**Set task a:**
Find each line in the entries that contains the word "stratum", and copy every such line.

**Document:**
I hope it is OK (again) with me writing in English on this marvelous forum :-) Seems this forum has found a new place/home since the last time I logged on.
I hope this question is OK for this forum - I am considering selling my 1953 Horex 342cc Regina, too many toys and too little garage space :-) and would appreciate some advice...
I am thinking of maybe trying to sell it internationally although there is quite a lot of interest for the bike here in Sweden but German and Dutch tourists some times go more or less "crazy" over the bike. I remember one group of tourists last summer that yelled 'Werner!' and came running after me when I passed them :-)
Since Sweden is a part of the EU it is easy to have it registered in another EU country. I also know of a reliable truck owner up here that transports bikes down to the South of Sweden every week so shipping would not be a problem.
But what could an approximate value be of a 1953 Regina in *really* good condition?
It has spent it's whole life up here in the North of Sweden and was professionally restored in the mid-80'ies without no expenses spared! Everything, and I mean everything, was brought up to like-new condition! Some claim that it even was "over restored".
After that it was not driven until a few years ago when I bought the bike from the estate of previous owner had passed away. It had been stored in a dry and heated garage all of these years so it was more or less only dusty. I had to replace all fluids, have the carburetor and ignition gone through as well as the front forks.
And the tank had been treated with some sort of epoxy on the inside and that had started to peel away so I had to clean the inside of the tank with acetone and during that process there was a small "wrinkle" damage to the paint around the gas cap.
But that plus the fact that the horn does not work is the only thing that could be regarded as imperfections. The key to the tool box is missing as well, wonder what could be hiding in there? :-)
So anyone here that could help me make a qualified guess what the bike could fetch if advertised say in Germany?
I also have a Regina 3 - 1953 (350 ccm) and bought it in 2011 in a good technical condition for about 5.500 €. Nevertheless there has been a lot of work after I bought it (painting, brakes, bearings....). In total we are talking about an invest of around 8.500 €. You will find some machines on several internet platforms beginning at 4.500 € and going up to 18.000 €. I´m watching the market since 5 years now and there have been no rising prices since these years. The maximum price that I´m willing to pay for a machine in a good condition is between 7.500 an 9.000 € depending on the state of revision (motor, transmission) and if there have been made improvements (ignition, rims, tank coating). Important will be also a good documentation of all the work that has been done. Sorry but I have only a smile for guy´s who are trying to sell a Horex Regina across 10.000 €. I´m sorry about that (because as I told you I also own a Regina) but in my personal mind at they moment you will not get these prices :( I dont´t know where your pain barrier is and how many time you have but in that that times (when interest rates are going to 0%) it will be better to wait one more year. It´s only my personal opinion and I´m sure we have longer lasting specialists here in our forum who can also give you tipps.
for me it is a bit difficult to evaluate your motorbike precisely, based on such a few informations. You should kindly give us some more detailed fotographies here, and provide your numbers of frame and engine. the first two ciphers/characters as well as the last four are sufficient, e.g. 03......1153. In the particular foto you linked, I identify aluminum rims and the mudguards as typical for a Regina of the 03 type (third production series); they could also have come from 06/400cc. But the cylinder head is clearly visible as made from cast iron, which had been used only in the first and second (01) series. As well, the mufflers are those used in series one and two. It would also be a a value-adding fact, if engine and frame numbers are identical. This would be a proof, that the bike was not rebuilt by mixing parts from a garage collection. A Regina 100% close to the works specification of it's series will of course represent the highest value.

**Set task b:**
For each statement, say whether it agrees with the forum thread about the Horex Regina above. Answer yes or no and quote the words of the thread that decide it. (i) The seller's bike was professionally restored in the mid-1980s. (ii) The horn on the seller's bike works. (iii) The first reply's author bought a Regina in 2011 for about 5.500 €.

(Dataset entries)
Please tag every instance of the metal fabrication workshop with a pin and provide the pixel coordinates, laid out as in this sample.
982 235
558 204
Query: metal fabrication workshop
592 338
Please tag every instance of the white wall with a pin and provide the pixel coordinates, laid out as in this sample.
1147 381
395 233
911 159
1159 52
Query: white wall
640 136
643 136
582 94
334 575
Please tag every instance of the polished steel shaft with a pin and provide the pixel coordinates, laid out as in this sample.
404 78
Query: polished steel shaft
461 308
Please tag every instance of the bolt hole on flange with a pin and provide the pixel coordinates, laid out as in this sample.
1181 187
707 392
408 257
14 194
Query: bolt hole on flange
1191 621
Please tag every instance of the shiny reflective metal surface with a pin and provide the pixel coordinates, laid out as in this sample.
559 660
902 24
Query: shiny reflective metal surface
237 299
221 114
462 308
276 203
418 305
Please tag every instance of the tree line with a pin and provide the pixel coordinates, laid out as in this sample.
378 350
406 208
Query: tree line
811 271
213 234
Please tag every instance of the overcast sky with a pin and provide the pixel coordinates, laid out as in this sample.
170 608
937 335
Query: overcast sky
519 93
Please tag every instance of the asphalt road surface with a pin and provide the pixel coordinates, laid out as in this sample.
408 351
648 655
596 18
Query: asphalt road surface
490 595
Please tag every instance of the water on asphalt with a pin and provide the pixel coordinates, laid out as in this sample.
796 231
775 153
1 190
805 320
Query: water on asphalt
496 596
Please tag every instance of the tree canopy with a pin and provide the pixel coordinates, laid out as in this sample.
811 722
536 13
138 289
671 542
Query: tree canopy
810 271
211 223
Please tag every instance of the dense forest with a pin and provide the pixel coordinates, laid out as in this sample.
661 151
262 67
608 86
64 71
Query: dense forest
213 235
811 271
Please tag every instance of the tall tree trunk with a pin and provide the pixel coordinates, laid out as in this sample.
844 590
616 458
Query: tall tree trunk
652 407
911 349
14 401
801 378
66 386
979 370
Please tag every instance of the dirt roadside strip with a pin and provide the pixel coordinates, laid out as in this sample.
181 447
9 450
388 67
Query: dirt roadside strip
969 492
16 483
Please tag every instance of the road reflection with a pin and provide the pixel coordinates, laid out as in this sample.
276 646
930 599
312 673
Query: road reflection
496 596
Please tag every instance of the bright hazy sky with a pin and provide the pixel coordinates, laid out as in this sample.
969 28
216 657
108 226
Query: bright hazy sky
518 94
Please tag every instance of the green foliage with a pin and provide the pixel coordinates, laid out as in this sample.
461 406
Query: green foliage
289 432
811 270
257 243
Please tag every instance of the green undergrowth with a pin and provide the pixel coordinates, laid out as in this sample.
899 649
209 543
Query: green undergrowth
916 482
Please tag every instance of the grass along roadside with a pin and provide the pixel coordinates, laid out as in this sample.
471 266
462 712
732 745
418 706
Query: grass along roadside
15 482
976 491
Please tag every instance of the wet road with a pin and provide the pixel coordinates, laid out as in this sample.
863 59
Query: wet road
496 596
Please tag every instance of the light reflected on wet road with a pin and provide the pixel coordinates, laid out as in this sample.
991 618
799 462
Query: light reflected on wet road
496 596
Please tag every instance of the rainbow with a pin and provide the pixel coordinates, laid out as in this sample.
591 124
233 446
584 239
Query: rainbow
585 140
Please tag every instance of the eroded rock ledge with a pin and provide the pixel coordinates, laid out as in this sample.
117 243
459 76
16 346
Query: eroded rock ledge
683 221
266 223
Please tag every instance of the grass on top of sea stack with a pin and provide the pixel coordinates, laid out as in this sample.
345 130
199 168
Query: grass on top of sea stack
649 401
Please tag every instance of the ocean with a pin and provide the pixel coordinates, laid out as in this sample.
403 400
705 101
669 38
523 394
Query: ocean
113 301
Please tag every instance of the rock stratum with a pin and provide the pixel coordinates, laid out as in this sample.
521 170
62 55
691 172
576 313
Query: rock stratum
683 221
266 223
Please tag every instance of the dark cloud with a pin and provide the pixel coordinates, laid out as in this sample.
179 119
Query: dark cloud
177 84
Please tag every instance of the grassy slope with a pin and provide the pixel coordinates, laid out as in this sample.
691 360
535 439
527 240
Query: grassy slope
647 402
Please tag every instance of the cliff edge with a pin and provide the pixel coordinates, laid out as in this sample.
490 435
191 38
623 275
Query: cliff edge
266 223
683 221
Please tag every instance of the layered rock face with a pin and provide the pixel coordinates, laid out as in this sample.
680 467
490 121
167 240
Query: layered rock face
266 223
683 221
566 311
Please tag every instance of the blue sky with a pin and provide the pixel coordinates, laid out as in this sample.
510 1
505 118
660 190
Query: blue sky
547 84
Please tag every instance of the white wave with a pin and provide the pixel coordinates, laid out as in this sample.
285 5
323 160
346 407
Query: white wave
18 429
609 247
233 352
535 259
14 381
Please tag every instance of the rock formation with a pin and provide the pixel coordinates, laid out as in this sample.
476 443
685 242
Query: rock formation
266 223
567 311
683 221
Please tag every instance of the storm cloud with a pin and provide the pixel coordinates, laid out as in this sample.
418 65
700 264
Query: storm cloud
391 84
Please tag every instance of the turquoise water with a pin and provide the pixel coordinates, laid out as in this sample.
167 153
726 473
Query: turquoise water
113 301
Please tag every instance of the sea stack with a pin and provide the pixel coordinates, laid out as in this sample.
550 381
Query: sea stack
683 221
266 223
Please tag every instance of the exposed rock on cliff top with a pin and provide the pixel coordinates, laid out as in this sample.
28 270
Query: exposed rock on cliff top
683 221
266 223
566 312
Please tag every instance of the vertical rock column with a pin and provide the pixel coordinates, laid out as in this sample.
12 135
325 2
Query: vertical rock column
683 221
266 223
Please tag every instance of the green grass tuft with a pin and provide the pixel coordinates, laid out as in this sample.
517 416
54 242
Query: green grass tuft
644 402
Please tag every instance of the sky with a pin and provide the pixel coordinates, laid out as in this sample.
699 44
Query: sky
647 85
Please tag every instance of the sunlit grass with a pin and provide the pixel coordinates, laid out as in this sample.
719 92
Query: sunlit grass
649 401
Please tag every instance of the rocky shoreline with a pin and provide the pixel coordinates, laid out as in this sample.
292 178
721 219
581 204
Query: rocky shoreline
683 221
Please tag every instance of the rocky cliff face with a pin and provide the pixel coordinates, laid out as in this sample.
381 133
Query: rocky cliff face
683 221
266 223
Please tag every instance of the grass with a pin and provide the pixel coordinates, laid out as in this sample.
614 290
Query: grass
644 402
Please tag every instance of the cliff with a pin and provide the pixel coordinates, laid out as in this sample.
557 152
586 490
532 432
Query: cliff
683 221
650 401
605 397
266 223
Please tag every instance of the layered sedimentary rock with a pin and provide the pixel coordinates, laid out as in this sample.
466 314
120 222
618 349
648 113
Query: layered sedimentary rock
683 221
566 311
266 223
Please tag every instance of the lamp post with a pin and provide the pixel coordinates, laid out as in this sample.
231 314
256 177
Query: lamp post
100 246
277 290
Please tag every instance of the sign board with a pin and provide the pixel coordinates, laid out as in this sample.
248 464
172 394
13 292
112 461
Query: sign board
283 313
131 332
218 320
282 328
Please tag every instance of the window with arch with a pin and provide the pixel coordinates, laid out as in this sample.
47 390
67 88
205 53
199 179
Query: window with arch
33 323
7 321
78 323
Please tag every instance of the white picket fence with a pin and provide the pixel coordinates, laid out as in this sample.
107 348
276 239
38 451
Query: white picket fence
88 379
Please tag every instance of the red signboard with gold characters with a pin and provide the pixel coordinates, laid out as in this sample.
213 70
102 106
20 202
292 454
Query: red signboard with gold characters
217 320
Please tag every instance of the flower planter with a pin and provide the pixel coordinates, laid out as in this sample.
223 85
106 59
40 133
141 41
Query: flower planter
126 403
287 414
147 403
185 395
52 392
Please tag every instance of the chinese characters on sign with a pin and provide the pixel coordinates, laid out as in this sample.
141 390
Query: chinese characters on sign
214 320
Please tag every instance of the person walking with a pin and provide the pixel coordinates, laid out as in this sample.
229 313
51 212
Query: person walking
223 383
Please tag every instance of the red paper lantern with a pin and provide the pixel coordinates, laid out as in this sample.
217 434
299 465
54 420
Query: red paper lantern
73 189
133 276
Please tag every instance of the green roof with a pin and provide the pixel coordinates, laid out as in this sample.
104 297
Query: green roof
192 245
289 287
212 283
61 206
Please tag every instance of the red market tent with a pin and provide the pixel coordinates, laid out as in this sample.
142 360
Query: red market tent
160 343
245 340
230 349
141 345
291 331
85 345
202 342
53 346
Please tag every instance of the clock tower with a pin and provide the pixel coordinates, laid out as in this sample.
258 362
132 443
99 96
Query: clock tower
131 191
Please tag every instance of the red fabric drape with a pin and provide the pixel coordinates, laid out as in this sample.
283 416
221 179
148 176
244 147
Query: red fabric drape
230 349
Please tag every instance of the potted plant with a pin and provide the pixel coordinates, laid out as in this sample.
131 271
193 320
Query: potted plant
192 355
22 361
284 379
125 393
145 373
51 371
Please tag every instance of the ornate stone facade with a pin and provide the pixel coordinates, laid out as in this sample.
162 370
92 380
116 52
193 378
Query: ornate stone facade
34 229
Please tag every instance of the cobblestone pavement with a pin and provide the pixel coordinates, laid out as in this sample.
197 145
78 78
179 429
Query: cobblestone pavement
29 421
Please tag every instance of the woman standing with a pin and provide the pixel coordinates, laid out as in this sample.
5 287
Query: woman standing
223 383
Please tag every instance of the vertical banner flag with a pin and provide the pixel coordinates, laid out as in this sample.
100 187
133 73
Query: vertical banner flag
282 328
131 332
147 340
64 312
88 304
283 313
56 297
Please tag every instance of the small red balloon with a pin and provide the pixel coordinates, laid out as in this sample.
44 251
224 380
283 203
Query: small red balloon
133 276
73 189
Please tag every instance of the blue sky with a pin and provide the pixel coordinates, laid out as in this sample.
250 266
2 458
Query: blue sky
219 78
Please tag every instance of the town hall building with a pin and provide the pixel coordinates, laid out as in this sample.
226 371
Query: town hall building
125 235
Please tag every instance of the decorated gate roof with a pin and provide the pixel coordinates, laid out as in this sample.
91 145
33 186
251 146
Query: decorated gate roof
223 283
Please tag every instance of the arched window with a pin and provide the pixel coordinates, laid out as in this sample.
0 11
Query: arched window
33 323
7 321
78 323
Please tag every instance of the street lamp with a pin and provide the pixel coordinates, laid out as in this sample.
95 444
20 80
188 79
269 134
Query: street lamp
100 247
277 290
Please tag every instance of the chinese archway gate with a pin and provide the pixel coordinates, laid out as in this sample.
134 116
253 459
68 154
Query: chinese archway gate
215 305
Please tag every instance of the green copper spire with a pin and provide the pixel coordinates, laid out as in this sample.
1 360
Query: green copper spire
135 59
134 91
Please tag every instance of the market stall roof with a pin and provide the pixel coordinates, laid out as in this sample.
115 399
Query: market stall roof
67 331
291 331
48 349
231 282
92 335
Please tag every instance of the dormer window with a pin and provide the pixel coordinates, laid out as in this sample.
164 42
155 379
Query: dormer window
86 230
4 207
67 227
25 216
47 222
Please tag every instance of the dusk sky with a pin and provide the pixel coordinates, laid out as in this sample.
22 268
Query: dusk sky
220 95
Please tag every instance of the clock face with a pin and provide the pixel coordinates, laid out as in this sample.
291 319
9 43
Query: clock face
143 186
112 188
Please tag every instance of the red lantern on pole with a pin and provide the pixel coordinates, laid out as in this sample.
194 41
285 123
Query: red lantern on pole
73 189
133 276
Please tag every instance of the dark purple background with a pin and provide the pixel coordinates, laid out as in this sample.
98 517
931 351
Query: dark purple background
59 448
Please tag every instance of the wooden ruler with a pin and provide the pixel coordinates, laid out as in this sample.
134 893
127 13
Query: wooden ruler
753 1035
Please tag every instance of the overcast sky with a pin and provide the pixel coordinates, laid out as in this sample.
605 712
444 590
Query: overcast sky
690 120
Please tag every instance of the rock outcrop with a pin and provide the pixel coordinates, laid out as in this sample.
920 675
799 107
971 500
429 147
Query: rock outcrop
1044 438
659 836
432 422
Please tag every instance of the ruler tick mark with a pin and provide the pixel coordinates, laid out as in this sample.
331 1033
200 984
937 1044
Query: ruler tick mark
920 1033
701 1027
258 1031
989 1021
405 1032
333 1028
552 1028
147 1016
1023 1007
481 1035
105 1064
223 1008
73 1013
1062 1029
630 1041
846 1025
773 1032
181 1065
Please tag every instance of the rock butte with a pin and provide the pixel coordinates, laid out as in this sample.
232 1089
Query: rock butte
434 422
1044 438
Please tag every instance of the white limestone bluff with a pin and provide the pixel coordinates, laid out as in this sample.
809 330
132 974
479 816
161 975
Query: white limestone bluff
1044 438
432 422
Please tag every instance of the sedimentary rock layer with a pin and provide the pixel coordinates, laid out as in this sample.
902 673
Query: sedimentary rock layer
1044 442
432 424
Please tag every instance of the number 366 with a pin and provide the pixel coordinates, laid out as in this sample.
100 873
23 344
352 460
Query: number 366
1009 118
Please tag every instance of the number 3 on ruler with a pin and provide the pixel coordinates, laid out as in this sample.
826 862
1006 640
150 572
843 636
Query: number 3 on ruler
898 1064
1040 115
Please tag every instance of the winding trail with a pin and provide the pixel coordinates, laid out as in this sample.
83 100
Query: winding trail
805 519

**Full output a:**
Please tag every instance of the rock stratum with a pin and provide the pixel coordinates, laid out as in this sample.
Query: rock stratum

**Full output b:**
(i) Yes: "was professionally restored in the mid-80'ies without no expenses spared!"
(ii) No: "the horn does not work"
(iii) Yes: "bought it in 2011 in a good technical condition for about 5.500 €"